Stored data entries:

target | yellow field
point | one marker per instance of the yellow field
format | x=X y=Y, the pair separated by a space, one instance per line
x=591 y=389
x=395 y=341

__Set exercise__
Output every line of the entries above as a numbered list, leaving out any blank lines.

__The result__
1. target | yellow field
2. point | one marker per instance of the yellow field
3. format | x=X y=Y, the pair separated by a space, one instance per line
4. x=591 y=389
5. x=395 y=341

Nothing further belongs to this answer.